• The problem: Copy out the stretch from the line containing "[locate] the distant" through the line containing "<point>223,235</point>", leaving the requests and their sample points unchanged. In the answers, multiply every coordinate by 1.9 and round to whole numbers with halves going up; give only those lines and omit the pictures.

Position annotation records:
○ ○ ○
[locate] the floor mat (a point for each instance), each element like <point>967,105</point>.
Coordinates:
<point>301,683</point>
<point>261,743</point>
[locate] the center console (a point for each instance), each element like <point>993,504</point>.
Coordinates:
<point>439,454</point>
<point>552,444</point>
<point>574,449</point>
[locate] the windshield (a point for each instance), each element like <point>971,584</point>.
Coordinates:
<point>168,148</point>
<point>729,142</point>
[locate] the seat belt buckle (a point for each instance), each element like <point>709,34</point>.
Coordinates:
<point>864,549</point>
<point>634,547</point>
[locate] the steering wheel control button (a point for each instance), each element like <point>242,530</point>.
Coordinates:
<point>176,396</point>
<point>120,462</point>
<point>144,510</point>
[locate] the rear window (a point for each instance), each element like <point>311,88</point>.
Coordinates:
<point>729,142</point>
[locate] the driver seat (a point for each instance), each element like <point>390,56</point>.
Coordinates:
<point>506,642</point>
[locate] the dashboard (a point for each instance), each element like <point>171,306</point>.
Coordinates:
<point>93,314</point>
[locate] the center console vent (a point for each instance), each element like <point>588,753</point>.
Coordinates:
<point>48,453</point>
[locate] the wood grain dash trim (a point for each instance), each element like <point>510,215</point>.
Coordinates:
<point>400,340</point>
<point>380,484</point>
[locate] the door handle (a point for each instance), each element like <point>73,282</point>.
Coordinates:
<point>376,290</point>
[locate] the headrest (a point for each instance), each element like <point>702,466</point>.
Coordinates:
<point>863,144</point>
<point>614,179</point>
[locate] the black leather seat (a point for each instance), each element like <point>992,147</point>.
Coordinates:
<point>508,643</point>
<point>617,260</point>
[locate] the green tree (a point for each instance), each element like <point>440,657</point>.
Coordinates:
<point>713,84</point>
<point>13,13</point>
○ ○ ○
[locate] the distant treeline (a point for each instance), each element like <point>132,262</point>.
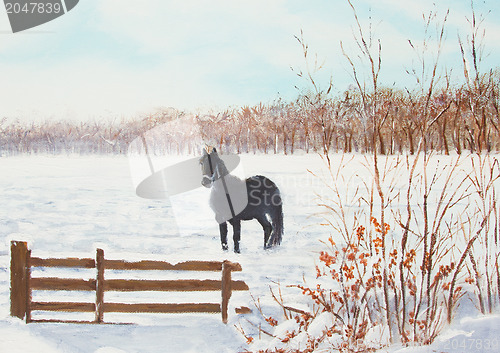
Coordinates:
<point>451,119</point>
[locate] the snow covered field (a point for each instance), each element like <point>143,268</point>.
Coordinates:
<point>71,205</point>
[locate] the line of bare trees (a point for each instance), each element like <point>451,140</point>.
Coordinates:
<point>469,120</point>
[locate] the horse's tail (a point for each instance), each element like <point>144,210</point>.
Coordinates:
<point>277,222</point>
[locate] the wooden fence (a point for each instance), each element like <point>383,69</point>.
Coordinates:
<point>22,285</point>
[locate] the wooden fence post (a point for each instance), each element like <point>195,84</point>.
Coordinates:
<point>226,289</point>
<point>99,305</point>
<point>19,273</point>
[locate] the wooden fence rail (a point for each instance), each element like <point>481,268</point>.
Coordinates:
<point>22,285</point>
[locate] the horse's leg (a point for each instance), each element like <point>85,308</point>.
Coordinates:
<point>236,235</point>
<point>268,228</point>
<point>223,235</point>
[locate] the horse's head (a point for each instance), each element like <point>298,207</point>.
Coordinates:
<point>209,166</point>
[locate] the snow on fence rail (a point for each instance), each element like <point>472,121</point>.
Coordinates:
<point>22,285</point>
○ ○ ○
• Written solution:
[locate] the distant treeline (a point for each instance), each element like <point>132,262</point>.
Coordinates:
<point>857,226</point>
[locate] the snow covered field (a point for each instance), each element like <point>143,268</point>.
Coordinates:
<point>135,390</point>
[locate] the line of bare trees (a point for each instance), each element like <point>451,140</point>.
Coordinates:
<point>891,228</point>
[locate] the horse's tail (a point for each instance), each element like <point>144,210</point>.
Coordinates:
<point>526,422</point>
[locate] the wooden fence (a point for each instance), each element like <point>383,69</point>.
Coordinates:
<point>42,542</point>
[locate] the wooden fence post (a point for each instance), each element like <point>195,84</point>.
Coordinates:
<point>429,549</point>
<point>188,580</point>
<point>36,519</point>
[locate] the wooden fence rail (a point for each instance), each element like <point>481,268</point>.
Coordinates:
<point>42,542</point>
[locate] the horse's leg (a point for each instance), each element like <point>85,308</point>.
Coordinates:
<point>448,447</point>
<point>509,433</point>
<point>424,447</point>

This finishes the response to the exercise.